Start of TEXT SEGMENT

Experiment 1: Intelligibility of dual band stimuli with 4-semitone pedestals

This experiment used the rectangular bands of the CID everyday sentences centered at 1 kHz and at 3 kHz. Separate groups of listeners heard each of these frequency bands serving as a 4-semitone pedestal. These were paired with a second band having variable bandwidths presented in the order: 4, 3, 2, 1, or 0.5 semitones. This was followed by the 0-semitone condition that measured the intelligibility of each of the pedestals when heard alone. Before initiating the formal experiments, there was a separate practice stimulus employing the paired 1-kHz and 3-kHz bands at 4 semitones to familiarize listeners with dual-band speech. A separate group of 28 subjects was employed for each of the two pedestal conditions. In experiment 1a, the pedestal had a center frequency of 1 kHz, and in experiment 1b, the center frequency was 3 kHz. The conditions employed in experiment 1b were identical, including the same sentences in the same order: The only difference was the interchange of the pedestal and variable bands.

Results for experiment 1

Figure 1 shows the equivalence of dual-band intelligibility scores obtained in experiments 1a and 1b. It can be seen that, although it is distinctly counter-intuitive, the intelligibility for each of the paired matched bandwidths was the same regardless of which band served as the pedestal. This occurred despite the finding that the intelligibility of the 3-kHz band when heard alone (15%) was more than twice that of the 1-kHz band (6%). This difference in the stand-alone intelligibility scores was highly significant [F(1,54) = 10.0, p < 0.003].

Figure 1.

Figure 1

Mean intelligibility and standard error limits for the 4-semitone pedestals accompanied by a second passband with variable bandwidths. For further information see text for experiment 1.

Thus, experiment 1 found that the summed intelligibilities of the component bands had no measurable effect upon their dual-band intelligibility for the four variable bandwidths. Rather, intelligibility appears instead to be determined by the summed width of the paired bands. If this empirical “summed bandwidth rule” is valid, then it should apply when the same summed bandwidth is achieved using dual matching bandwidths. Experiment 2 was designed to provide this additional test of the summed bandwidth rule.

End of TEXT SEGMENT

__REQUIRED WORK__
1. In the experiment excerpt, what was the intelligibility of the 3-kHz band when heard alone?
2. Which variable bandwidths, in the order presented, does the experiment excerpt give for the second band paired with each pedestal?
3. Transcribe the experiment excerpt, starting at "Results for experiment" and ending at "for experiment 1.".

Start of DATA EXCERPTS

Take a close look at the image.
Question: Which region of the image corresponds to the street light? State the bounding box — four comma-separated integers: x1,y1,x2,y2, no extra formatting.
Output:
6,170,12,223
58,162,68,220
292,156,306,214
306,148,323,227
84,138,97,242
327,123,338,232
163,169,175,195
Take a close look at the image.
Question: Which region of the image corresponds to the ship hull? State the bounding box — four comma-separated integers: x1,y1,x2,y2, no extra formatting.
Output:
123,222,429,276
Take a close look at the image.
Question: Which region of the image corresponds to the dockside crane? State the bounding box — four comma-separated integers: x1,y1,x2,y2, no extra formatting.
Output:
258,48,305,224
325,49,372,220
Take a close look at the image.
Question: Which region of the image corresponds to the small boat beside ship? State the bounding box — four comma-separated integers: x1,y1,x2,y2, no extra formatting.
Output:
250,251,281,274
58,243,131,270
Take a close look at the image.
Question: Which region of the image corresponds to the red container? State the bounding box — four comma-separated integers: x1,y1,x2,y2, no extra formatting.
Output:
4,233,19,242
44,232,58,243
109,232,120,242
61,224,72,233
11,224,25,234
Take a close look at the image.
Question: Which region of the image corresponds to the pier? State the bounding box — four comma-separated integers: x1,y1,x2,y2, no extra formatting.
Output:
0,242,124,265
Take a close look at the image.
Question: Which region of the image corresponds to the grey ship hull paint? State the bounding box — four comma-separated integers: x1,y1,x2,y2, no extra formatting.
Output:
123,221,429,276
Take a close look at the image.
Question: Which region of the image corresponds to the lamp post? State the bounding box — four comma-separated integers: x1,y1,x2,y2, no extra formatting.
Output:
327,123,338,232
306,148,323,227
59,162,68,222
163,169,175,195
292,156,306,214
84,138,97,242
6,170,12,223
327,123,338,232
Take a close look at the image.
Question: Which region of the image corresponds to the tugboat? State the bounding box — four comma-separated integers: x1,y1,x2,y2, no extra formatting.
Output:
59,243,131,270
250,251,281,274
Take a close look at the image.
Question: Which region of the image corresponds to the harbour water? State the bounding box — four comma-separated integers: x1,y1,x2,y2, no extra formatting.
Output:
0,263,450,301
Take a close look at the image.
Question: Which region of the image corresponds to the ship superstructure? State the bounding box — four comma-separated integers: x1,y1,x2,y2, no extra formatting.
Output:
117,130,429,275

End of DATA EXCERPTS

__SOLUTIONS TO THE PROBLEMS__
1. 15%

2. 4, 3, 2, 1, and 0.5 semitones

3.
Results for experiment 1

Figure 1 shows the equivalence of dual-band intelligibility scores obtained in experiments 1a and 1b. It can be seen that, although it is distinctly counter-intuitive, the intelligibility for each of the paired matched bandwidths was the same regardless of which band served as the pedestal. This occurred despite the finding that the intelligibility of the 3-kHz band when heard alone (15%) was more than twice that of the 1-kHz band (6%). This difference in the stand-alone intelligibility scores was highly significant [F(1,54) = 10.0, p < 0.003].

Figure 1.

Figure 1

Mean intelligibility and standard error limits for the 4-semitone pedestals accompanied by a second passband with variable bandwidths. For further information see text for experiment 1.